## PROVIDED TEXT
Maximus the Confessor was not only steeped in philosophical learning, but made creative use of it in his own highly original writings. John of Damascus preceded his summation of the “Orthodox faith” with a series of “Philosophical Chapters” that succinctly state all the learning of the day. Even his more theological discussions draw extensively on broader philosophical knowledge, as filtered through Nemesius of Emesa and Maximus.

More recently, Sergei Bulgakov, Nicolai Berdyaev, and Paul Evdokimov discussed with scholars from many different backgrounds in Paris in the early 20th century. Alexander Schmemann, John Meyendorff, and Vladimir Lossky participated in gatherings and discussions with people from various Christian traditions throughout New York City.

Every generation must make the tradition its own in new ways. Otherwise the tradition will die. This always entails shifts, adjustments, even developments. We cannot pretend that nothing ever changes or to condemn all new positions outright simply because they are new. Nor can we dismiss real questions by hiding behind an emphasis on mystery and transcendence. Appeal to mystery cannot become an excuse for sloppy thinking.

If Orthodoxy is true, substantive, or meaningful, it must be able to stand up to questioning and critique. If we are unwilling to think deeply about our positions or to support them with substantive argument, our children and others may well suspect that they are fragile or untenable. Argument is not the only path to truth, but it is an important one. Such debate must be conducted in charity, with honest listening to other positions. A refusal to think or dialogue is merely hiding one’s head in the sand.

Genuine academic freedom means being able to discuss even controversial topics in an atmosphere of generosity and hospitality. It means being able to engage deeply and openly with colleagues in the academy who come from all possible religious and non-religious backgrounds. It means drawing on the most up-to-date and relevant research for the topic in the most rigorous and transparent ways possible, even if such research comes to conclusions others find unpalatable or threatening.

If we are unwilling to converse with anyone who thinks differently, we remain insular and cannot welcome newcomers. Suppression is never a healthy way of engaging with ideas. The sort of virulent response that results when, for example, questions about homosexuality or the ordination of women are raised, even when no particular position is advocated, does Orthodoxy no service. Condemning those who ask them provides no answers to anyone and does not strengthen anyone’s faith.

## DATA FOR REVIEW
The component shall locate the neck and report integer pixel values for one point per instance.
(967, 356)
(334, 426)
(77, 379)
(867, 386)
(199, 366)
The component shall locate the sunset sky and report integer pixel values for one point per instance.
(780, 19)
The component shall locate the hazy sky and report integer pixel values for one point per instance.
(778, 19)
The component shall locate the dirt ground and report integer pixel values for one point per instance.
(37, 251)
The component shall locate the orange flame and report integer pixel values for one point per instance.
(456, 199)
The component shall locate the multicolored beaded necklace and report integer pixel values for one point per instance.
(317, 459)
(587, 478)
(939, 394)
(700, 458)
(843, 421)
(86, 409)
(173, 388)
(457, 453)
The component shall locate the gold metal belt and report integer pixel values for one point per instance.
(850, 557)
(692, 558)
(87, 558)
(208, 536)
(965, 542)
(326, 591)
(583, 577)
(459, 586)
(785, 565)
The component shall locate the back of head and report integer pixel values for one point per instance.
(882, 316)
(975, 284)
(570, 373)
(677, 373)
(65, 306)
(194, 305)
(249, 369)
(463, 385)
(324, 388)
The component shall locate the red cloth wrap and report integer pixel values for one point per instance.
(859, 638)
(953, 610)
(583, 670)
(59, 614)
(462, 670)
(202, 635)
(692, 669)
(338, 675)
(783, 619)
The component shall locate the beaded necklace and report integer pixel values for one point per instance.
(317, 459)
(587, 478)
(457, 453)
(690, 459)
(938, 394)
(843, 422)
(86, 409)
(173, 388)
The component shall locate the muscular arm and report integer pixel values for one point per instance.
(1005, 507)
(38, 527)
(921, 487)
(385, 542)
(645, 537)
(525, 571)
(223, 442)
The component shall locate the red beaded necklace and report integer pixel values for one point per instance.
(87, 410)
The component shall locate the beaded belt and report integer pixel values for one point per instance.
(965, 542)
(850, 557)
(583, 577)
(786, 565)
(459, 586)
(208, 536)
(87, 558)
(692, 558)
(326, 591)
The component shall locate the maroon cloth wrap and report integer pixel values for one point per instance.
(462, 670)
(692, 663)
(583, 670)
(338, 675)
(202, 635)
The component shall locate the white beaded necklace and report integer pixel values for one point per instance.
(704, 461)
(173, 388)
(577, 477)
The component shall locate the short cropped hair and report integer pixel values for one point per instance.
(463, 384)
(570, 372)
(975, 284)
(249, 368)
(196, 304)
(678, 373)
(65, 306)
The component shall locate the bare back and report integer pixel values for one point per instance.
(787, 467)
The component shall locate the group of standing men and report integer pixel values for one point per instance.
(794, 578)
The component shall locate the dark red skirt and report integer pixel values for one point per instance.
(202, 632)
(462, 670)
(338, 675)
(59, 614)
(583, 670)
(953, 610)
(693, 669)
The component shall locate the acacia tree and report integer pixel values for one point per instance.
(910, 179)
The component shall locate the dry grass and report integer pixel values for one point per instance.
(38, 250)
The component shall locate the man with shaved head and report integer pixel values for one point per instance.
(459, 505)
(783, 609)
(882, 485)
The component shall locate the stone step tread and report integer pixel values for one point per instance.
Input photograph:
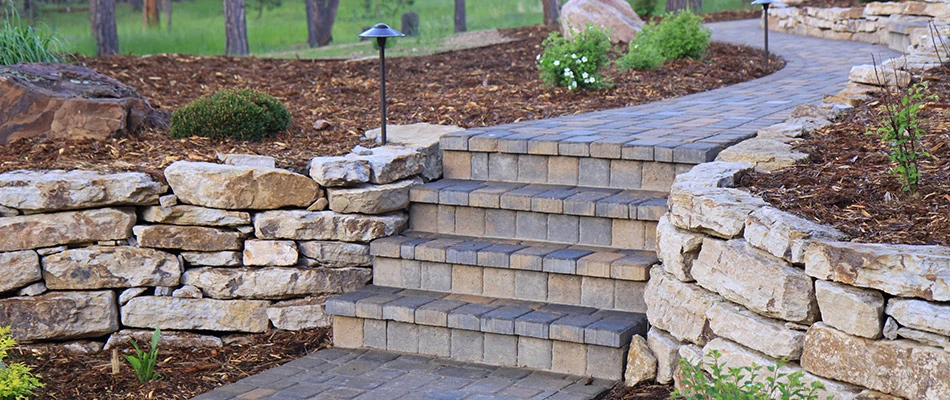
(642, 142)
(598, 262)
(645, 205)
(583, 325)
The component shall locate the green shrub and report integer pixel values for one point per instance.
(575, 63)
(743, 383)
(17, 382)
(679, 35)
(20, 42)
(236, 113)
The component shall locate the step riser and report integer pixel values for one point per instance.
(603, 293)
(562, 170)
(533, 226)
(481, 347)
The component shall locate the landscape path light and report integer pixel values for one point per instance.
(381, 32)
(765, 17)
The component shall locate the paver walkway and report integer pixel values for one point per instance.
(690, 129)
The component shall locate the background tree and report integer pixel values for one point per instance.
(460, 16)
(551, 11)
(107, 39)
(320, 17)
(235, 28)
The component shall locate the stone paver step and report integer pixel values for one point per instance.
(551, 337)
(581, 201)
(380, 375)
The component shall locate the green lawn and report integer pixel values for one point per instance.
(198, 26)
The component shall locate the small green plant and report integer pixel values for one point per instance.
(236, 113)
(743, 383)
(575, 63)
(900, 130)
(20, 42)
(143, 363)
(679, 35)
(17, 382)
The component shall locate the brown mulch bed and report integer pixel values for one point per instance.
(185, 373)
(470, 88)
(845, 182)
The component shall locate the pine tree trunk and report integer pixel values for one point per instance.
(235, 28)
(460, 16)
(321, 14)
(551, 12)
(106, 36)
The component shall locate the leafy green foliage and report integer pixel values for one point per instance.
(20, 42)
(743, 383)
(143, 363)
(677, 36)
(236, 113)
(17, 382)
(900, 130)
(575, 63)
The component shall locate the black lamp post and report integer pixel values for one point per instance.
(765, 17)
(381, 32)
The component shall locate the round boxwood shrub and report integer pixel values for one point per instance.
(232, 113)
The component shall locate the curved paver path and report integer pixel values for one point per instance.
(690, 130)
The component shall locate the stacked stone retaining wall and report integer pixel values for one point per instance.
(234, 247)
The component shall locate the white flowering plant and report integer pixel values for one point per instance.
(575, 63)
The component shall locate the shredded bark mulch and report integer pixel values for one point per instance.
(185, 372)
(477, 87)
(845, 181)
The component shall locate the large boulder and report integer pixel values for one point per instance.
(69, 190)
(67, 101)
(616, 16)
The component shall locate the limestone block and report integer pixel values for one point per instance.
(735, 355)
(371, 199)
(238, 188)
(641, 364)
(752, 278)
(294, 315)
(754, 331)
(275, 253)
(720, 212)
(194, 215)
(896, 367)
(99, 267)
(677, 248)
(60, 315)
(784, 235)
(26, 232)
(19, 269)
(169, 340)
(326, 225)
(194, 238)
(859, 312)
(337, 254)
(678, 308)
(339, 171)
(275, 283)
(901, 270)
(922, 315)
(177, 313)
(666, 350)
(69, 190)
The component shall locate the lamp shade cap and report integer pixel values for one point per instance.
(381, 30)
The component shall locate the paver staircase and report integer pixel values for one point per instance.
(533, 251)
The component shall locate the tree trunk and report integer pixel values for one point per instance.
(235, 28)
(460, 16)
(150, 16)
(106, 37)
(551, 12)
(321, 14)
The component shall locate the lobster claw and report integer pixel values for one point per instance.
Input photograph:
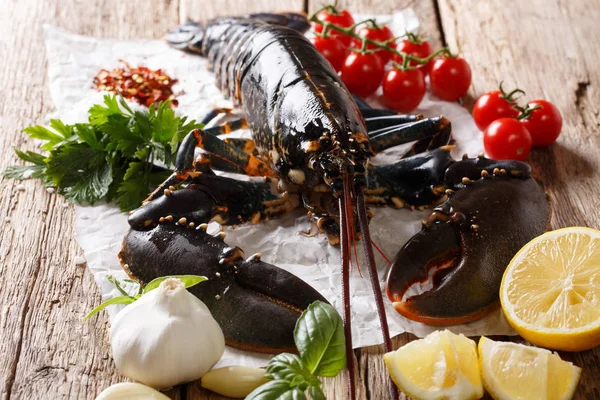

## WHAT YOU NEED TO DO
A: Quote the passage on Orthodoxy and open inquiry word for word, beginning at the words "More recently, Sergei" and stopping after "for sloppy thinking.".
B: Continue the passage on Orthodoxy and open inquiry from the point where it ends.

## ACTIVITY ANSWERS
A:
More recently, Sergei Bulgakov, Nicolai Berdyaev, and Paul Evdokimov discussed with scholars from many different backgrounds in Paris in the early 20th century. Alexander Schmemann, John Meyendorff, and Vladimir Lossky participated in gatherings and discussions with people from various Christian traditions throughout New York City.

Every generation must make the tradition its own in new ways. Otherwise the tradition will die. This always entails shifts, adjustments, even developments. We cannot pretend that nothing ever changes or to condemn all new positions outright simply because they are new. Nor can we dismiss real questions by hiding behind an emphasis on mystery and transcendence. Appeal to mystery cannot become an excuse for sloppy thinking.

B:
Orthodox scholars need to be able to engage in dialogue with Christians of all confessions and with agnostic and atheist scholars of their respective disciplines without being maligned or crucified on the blogosphere. They need to be able to publish and think without fear of being accused of heresy or dismissed as no longer sufficiently orthodox.

Eschewing the best academic learning available—whether philosophical or scientific—or simply rejecting it out of hand makes us reactionary and blind. That does not mean jumping on every bandwagon or automatically adopting every new academic fad. New approaches and theories should be carefully examined. But it does mean that contemporary Orthodoxy must be open to creativity, to change, and even to originality. New questions require new answers.

Orthodox places of learning have an obligation to sustain safe spaces of genuine open inquiry and to foster rigorous and creative theological thinking with the best academic tools of the 21st century. Seminaries, the ecclesial hierarchy, parishes, and Orthodox academics together must undertake the task of thinking through what it might mean to live the tradition today, within the present reality, faced with contemporary problems.

Academic freedom promotes an environment where we can think deeply theologically, where we can try out ideas creatively, where we can support and listen to each other, where we can experiment with ways of thinking through the tradition in light of contemporary challenges—and where such thinking is heard and taken seriously, including within the daily life of parishes. Only in such a way will we be able to keep the tradition alive and meaningful today.